TASK ITEM:
Your answer must hold only the lines below from the line containing "Expected: for every instance of the wooden plank" through the line containing "Expected: for every instance of the string", each reproduced exactly.

- - - - -

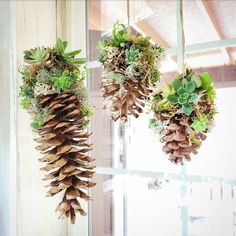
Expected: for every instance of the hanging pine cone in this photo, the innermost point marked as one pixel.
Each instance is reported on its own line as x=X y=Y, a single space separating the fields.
x=56 y=98
x=131 y=69
x=184 y=112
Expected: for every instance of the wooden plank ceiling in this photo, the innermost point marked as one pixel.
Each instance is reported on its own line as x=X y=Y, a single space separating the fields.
x=204 y=21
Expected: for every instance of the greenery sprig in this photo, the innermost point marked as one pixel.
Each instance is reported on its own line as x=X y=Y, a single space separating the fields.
x=190 y=97
x=51 y=70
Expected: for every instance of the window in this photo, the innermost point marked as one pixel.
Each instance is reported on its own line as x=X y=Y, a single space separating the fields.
x=139 y=192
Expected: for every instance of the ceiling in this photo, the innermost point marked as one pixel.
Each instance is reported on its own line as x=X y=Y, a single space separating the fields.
x=204 y=21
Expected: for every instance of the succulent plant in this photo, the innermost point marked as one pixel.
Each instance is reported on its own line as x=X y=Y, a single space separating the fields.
x=64 y=81
x=183 y=113
x=70 y=56
x=131 y=69
x=184 y=95
x=36 y=55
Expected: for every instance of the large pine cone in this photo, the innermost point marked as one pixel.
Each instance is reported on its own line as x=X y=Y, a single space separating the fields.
x=127 y=100
x=176 y=140
x=64 y=143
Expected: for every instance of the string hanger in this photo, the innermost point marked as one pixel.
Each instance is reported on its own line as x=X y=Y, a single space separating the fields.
x=128 y=16
x=182 y=35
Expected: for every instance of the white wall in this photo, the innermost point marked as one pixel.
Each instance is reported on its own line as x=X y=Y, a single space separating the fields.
x=35 y=26
x=4 y=115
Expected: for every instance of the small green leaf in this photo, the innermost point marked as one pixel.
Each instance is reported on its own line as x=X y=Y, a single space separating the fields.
x=65 y=73
x=183 y=98
x=78 y=61
x=199 y=124
x=206 y=80
x=197 y=80
x=177 y=84
x=172 y=98
x=85 y=123
x=152 y=123
x=60 y=46
x=167 y=90
x=187 y=109
x=73 y=53
x=190 y=86
x=24 y=103
x=193 y=97
x=211 y=93
x=27 y=54
x=181 y=90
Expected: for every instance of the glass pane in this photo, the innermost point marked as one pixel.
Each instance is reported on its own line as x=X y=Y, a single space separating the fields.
x=217 y=151
x=134 y=206
x=137 y=206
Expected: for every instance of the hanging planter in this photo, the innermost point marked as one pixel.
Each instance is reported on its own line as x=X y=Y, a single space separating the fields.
x=130 y=69
x=184 y=112
x=53 y=93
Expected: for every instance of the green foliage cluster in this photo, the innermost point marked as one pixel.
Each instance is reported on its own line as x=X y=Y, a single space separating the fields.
x=189 y=97
x=51 y=70
x=132 y=56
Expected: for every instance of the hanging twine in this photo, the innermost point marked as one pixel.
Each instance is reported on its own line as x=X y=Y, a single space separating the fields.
x=128 y=15
x=182 y=35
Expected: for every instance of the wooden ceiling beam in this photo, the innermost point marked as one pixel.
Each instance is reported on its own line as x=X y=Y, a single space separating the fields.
x=210 y=16
x=144 y=27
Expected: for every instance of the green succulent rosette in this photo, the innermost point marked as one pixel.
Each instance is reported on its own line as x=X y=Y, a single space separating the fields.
x=48 y=71
x=186 y=107
x=130 y=66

- - - - -

SOLUTION:
Expected: for every instance of the wooden plank ceiling in this photo, the innermost point marked as one pixel.
Each instance is reported on its own line as x=X y=Y, a single space separating the fields.
x=204 y=21
Expected: for every instance of the greenery sprig in this photo, the innermost point marked as one pixel.
Each instance is reported on its own line as x=X y=Y, a single space separating the fields.
x=190 y=97
x=51 y=70
Expected: for every instance of the window in this photo, the innermost point marked as one pixel.
Each instance is reported on its own line as x=X y=Y, a single space separating the fields.
x=139 y=192
Expected: for every instance of the ceiling in this photo, the innermost point marked as one pixel.
Each instance is reported on its own line as x=X y=Y, a single space separating the fields.
x=204 y=21
Expected: for every instance of the succulent plant in this photo, the innermost point marked as one pixel.
Each instance is reported on its own line as x=X y=Y, a single space separating the fields.
x=64 y=81
x=183 y=113
x=70 y=56
x=131 y=69
x=184 y=95
x=36 y=55
Expected: for every instance of the large pine cone in this photo, the innermost point marked as one pixel.
Each instance is reported on its own line as x=X y=Y, a single space separating the fields.
x=127 y=100
x=176 y=140
x=64 y=143
Expected: for every instance of the string hanger in this photo, the innermost point marked as one pixel.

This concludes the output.